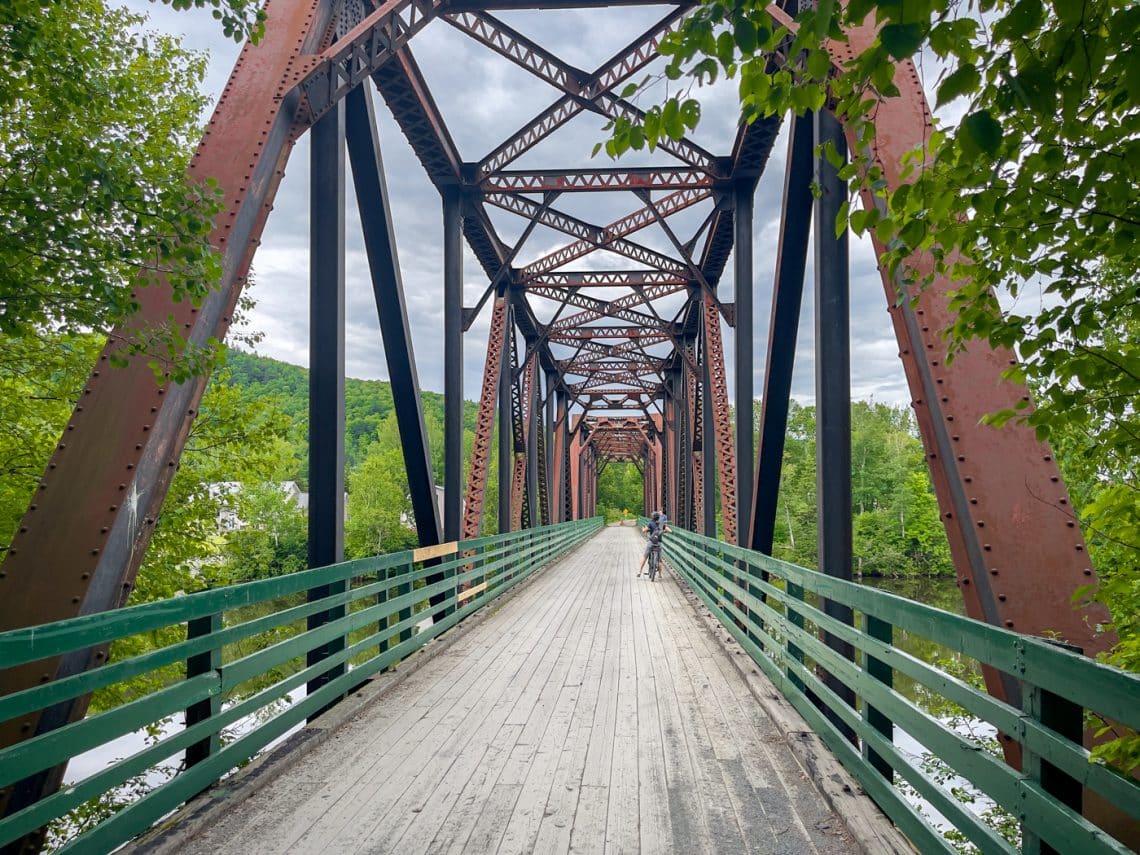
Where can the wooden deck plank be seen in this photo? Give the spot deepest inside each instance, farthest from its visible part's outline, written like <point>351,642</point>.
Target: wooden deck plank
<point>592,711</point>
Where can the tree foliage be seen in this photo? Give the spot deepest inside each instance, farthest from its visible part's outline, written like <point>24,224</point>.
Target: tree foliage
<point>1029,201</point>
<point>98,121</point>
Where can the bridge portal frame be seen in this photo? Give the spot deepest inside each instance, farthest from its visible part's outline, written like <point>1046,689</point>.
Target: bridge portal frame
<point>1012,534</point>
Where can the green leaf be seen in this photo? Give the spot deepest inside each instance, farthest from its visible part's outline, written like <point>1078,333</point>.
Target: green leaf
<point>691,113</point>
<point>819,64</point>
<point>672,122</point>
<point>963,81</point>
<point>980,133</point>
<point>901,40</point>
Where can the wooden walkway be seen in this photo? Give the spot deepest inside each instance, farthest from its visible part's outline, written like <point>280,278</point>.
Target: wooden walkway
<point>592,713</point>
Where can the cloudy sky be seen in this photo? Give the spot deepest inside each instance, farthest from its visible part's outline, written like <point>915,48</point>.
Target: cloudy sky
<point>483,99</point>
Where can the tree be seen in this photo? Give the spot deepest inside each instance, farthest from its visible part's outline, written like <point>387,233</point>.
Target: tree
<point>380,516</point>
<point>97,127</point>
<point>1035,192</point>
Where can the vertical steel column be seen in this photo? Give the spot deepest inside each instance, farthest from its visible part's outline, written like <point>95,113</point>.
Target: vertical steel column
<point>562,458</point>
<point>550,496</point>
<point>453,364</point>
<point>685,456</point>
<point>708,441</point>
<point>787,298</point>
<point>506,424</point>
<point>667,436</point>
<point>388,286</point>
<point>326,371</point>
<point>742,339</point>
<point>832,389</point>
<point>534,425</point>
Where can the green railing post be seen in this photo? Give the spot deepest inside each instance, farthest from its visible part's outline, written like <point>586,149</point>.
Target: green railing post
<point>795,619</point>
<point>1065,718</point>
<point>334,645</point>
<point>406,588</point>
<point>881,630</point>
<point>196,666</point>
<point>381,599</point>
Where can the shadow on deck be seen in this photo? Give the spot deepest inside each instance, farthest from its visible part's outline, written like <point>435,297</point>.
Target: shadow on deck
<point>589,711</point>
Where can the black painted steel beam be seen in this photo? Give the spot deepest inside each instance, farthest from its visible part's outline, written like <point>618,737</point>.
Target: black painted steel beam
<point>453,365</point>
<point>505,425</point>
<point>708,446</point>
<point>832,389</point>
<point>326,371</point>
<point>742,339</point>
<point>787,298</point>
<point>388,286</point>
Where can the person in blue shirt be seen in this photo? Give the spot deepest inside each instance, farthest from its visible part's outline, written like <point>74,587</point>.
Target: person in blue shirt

__________

**Work instructions**
Rewrite every entry above as a numbered list with no blank lines, and leave the picture out.

**Output of the exercise**
1. Where can the wooden deck plank be seen in this photo? Give the spot deepest inside each instance, farthest from its visible part's outline, written like <point>351,642</point>.
2. Target: wooden deck plank
3. <point>592,711</point>
4. Where can the tree foliage be seen in this photo? Give the spot deepest inside each instance, farthest from its visible part's outline, written like <point>24,224</point>.
5. Target: tree foliage
6. <point>1029,201</point>
7. <point>98,121</point>
8. Where can the bridge portal frame be seen in this photo? Give the spot deepest inside each instance, farthest from its visible part's outline, written like <point>1046,689</point>.
9. Target: bridge portal frame
10. <point>1012,534</point>
11. Where can the green leaf be seen in this photo? Give the spot deepest inside each instance, farthest from its visible part's outline, written like <point>1078,333</point>.
12. Target: green leaf
13. <point>691,113</point>
14. <point>819,64</point>
15. <point>672,122</point>
16. <point>963,81</point>
17. <point>980,133</point>
18. <point>901,40</point>
19. Where can the wooden walkway be seen in this photo? Give the spot deepest inside each instance, farthest from its visible part's outline, written like <point>280,278</point>.
20. Target: wooden walkway
21. <point>592,713</point>
22. Where can the cloudy sky be seen in this photo? Give the spot deepest inside each instance, farthest from its visible part's outline, written like <point>915,48</point>.
23. Target: cloudy sky
24. <point>483,99</point>
25. Where can the tree be seen in this photo? Give the spot deepest inside each instance, farthest from its visible part's outline, written like <point>387,233</point>.
26. Target: tree
27. <point>380,516</point>
28. <point>97,127</point>
29. <point>1035,192</point>
30. Where can the vertical steel column be seen in this photo? Give the spot deepest inside each instance, farthest from its visible part's outline, written like <point>95,113</point>.
31. Target: vertical steel column
32. <point>562,458</point>
33. <point>550,496</point>
34. <point>453,364</point>
35. <point>685,456</point>
36. <point>708,441</point>
37. <point>787,298</point>
38. <point>506,424</point>
39. <point>667,436</point>
40. <point>388,286</point>
41. <point>326,371</point>
42. <point>742,339</point>
43. <point>832,389</point>
44. <point>534,425</point>
45. Where can the green railing post be seen in this photo? Give the spot deepest inside each instance, farthest from its visible part's outline, written like <point>586,149</point>.
46. Target: green railing post
47. <point>795,619</point>
48. <point>1065,718</point>
49. <point>334,645</point>
50. <point>406,588</point>
51. <point>881,630</point>
52. <point>196,666</point>
53. <point>381,599</point>
54. Where can the shadow on deck be seen in this photo? Give the spot deepest inside each instance, farthest from its visible part's outline, written like <point>435,297</point>.
55. Target: shadow on deck
56. <point>589,711</point>
57. Where can the black painted steel beam be seen in this photo? Give the spot deepest inside each instance, farthest from its visible part's outline, written like <point>618,737</point>.
58. Target: black painted steel beam
59. <point>453,365</point>
60. <point>505,425</point>
61. <point>708,446</point>
62. <point>832,389</point>
63. <point>326,371</point>
64. <point>742,339</point>
65. <point>787,298</point>
66. <point>388,286</point>
67. Where can the person in blue shirt be seen in this photo? Give the spot deepest inside each instance, farthest from its visible part's outline, written like <point>74,587</point>.
68. Target: person in blue shirt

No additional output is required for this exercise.